Method for map creation and host
Abstract
Provided are a method for map creation and a host. The method includes: reading a digital environment model corresponding to a real-world scene; determining a movement path of a virtual tracking device within the digital environment model; determining a plurality of poses that realize the movement path within the digital environment model; rendering a plurality of viewpoint images based on the plurality of poses, wherein the plurality of poses respectively correspond to the plurality of viewpoint images, and each of the plurality of viewpoint images corresponds to a viewpoint from which the virtual tracking device captures the digital environment model when presenting the corresponding pose; and creating a spatial map corresponding to the real-world scene based on the plurality of viewpoint images.
Claims
exact text as granted — not AI-modifiedWhat is claimed is:
1 . A method for map creation, executed by a host, comprising:
reading a digital environment model corresponding to a real-world scene; determining a movement path of a virtual tracking device in the digital environment model; determining a plurality of poses that realize the movement path in the digital environment model; rendering a plurality of viewpoint images based on the plurality of poses, wherein the plurality of poses respectively correspond to the plurality of viewpoint images, and each of the plurality of viewpoint images corresponds to a viewpoint from which the virtual tracking device captures the digital environment model when presenting the corresponding pose; and creating a spatial map corresponding to the real-world scene based on the plurality of viewpoint images.
2 . The method of claim 1 , further comprising:
dividing the digital environment model into a plurality of blocks, and planning a sequence through the plurality of blocks, wherein the plurality of blocks comprise a first block, the movement path comprises a first path segment located in the first block, the plurality of poses comprise a plurality of first poses that realize the first path segment, and the plurality of first poses are used to simulate a plurality of specified actions performed sequentially by the virtual tracking device in the first block.
3 . The method of claim 1 , wherein the plurality of poses comprise an i-th pose, the plurality of viewpoint images comprise an i-th viewpoint image corresponding to the i-th pose, and the i-th viewpoint image corresponds to a viewpoint from which the virtual tracking device captures the digital environment model when presenting the corresponding i-th pose, wherein i is an index value.

> **Study material**

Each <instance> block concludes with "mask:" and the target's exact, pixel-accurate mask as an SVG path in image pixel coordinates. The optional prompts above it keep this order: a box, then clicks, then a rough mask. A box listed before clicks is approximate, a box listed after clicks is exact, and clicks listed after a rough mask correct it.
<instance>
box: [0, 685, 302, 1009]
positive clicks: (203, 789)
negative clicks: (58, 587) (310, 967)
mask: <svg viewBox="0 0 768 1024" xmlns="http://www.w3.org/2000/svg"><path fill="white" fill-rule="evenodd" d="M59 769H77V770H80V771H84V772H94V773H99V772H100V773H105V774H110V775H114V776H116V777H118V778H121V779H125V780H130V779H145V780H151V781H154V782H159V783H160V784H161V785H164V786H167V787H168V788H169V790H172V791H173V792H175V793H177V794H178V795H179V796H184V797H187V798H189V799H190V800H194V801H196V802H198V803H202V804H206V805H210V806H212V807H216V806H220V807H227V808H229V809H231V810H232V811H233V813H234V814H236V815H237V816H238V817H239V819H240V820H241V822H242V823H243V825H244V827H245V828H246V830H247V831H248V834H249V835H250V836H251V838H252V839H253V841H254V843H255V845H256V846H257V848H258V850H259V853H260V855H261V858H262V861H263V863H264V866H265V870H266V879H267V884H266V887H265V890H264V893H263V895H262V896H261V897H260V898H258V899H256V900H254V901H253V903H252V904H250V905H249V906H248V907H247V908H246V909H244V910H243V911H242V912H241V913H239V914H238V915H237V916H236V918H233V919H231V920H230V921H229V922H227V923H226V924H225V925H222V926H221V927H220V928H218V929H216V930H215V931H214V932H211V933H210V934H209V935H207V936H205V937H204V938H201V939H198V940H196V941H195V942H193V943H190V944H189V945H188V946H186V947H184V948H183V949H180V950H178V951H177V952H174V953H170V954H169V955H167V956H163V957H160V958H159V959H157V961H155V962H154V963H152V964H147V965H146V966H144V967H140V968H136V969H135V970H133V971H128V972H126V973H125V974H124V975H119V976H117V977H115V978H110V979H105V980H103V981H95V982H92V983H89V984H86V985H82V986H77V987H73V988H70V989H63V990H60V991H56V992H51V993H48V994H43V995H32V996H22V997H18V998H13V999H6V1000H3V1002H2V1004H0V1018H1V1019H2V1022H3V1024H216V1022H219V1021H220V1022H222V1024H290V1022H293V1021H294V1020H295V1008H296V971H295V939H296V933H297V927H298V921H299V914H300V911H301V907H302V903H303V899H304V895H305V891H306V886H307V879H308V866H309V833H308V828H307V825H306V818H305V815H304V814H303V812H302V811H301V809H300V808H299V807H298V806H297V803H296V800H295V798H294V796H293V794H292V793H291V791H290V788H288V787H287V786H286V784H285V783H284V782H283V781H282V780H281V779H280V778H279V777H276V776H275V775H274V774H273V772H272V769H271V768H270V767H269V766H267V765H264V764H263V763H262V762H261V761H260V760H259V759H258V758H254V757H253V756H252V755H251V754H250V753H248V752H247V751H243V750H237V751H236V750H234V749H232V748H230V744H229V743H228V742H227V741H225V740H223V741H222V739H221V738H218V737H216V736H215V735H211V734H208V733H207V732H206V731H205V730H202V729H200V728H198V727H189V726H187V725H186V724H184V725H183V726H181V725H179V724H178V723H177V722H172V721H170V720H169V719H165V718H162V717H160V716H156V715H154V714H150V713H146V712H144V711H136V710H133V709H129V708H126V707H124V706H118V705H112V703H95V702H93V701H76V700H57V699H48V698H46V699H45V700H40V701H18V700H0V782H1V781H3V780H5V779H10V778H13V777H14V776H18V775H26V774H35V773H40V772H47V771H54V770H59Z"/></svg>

> **Problem set**
- A) Please say whether each statement agrees with the map creation patent, answering yes or no and quoting the words of the patent that decide it. (i) The spatial map is created from the plurality of viewpoint images. (ii) The method is executed by the virtual tracking device. (iii) Claim 2 divides the digital environment model into a plurality of blocks.
- B) Rewrite the map creation patent from "2 . The method" to "the first block.", switching "virtual tracking device" to "virtual camera".

> **Problem solutions**
- A)
(i) Yes: "creating a spatial map corresponding to the real-world scene based on the plurality of viewpoint images"
(ii) No: "A method for map creation, executed by a host"
(iii) Yes: "dividing the digital environment model into a plurality of blocks"

- B)
2 . The method of claim 1 , further comprising:
dividing the digital environment model into a plurality of blocks, and planning a sequence through the plurality of blocks, wherein the plurality of blocks comprise a first block, the movement path comprises a first path segment located in the first block, the plurality of poses comprise a plurality of first poses that realize the first path segment, and the plurality of first poses are used to simulate a plurality of specified actions performed sequentially by the virtual camera in the first block.